Exercise instructions: Report how many lines of the records below contain the string "tree", with case counting, and give only that number.

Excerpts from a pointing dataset
##########
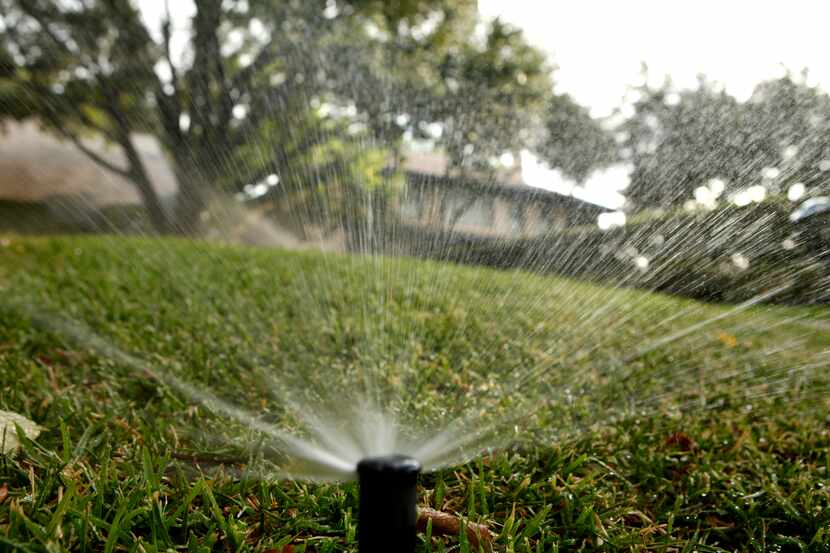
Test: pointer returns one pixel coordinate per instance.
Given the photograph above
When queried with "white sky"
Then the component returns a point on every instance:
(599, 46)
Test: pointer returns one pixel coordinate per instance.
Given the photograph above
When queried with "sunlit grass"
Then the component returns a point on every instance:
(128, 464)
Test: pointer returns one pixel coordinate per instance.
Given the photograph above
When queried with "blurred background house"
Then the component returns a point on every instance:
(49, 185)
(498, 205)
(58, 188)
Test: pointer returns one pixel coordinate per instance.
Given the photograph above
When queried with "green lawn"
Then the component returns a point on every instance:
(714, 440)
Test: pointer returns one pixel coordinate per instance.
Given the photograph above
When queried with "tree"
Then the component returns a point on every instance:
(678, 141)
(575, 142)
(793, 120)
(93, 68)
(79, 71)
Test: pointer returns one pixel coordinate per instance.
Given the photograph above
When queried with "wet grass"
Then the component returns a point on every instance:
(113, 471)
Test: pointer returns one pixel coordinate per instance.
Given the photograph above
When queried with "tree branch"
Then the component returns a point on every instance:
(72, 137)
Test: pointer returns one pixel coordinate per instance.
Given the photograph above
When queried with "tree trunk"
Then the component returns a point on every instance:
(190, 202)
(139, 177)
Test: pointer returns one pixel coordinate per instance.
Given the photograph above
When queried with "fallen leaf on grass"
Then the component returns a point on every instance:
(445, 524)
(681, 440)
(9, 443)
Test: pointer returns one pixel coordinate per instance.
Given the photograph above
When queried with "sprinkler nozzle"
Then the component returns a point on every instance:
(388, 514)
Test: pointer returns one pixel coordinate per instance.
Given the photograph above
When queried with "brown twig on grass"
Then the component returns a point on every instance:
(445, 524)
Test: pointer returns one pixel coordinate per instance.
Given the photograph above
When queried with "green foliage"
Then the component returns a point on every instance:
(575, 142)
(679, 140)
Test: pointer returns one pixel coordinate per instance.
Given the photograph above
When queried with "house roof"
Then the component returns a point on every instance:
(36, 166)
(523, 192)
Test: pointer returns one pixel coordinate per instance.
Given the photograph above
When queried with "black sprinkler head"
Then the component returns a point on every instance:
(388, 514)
##########
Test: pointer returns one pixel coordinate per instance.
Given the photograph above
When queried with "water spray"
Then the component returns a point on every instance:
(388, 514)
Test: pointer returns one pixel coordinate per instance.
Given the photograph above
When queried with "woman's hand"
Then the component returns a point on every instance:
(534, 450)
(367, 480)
##########
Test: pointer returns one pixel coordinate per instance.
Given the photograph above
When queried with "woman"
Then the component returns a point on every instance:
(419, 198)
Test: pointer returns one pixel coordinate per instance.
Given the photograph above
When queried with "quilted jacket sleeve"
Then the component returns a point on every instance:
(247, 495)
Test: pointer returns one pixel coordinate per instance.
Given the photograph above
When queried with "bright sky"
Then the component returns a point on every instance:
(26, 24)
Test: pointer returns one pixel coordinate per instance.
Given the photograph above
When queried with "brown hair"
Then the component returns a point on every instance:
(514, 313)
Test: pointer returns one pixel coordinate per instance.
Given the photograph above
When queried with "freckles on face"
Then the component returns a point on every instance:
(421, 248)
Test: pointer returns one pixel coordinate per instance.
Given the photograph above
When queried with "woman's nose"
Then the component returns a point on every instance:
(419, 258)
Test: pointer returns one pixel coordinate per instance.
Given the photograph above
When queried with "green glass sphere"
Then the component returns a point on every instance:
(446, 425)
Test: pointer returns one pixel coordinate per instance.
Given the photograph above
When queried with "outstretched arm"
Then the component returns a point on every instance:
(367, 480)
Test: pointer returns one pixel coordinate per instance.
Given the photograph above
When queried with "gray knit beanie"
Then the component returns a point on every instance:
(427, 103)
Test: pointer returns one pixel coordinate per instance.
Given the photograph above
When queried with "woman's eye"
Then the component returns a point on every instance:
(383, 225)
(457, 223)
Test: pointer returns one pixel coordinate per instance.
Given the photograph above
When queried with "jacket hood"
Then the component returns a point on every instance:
##########
Output for this task: 3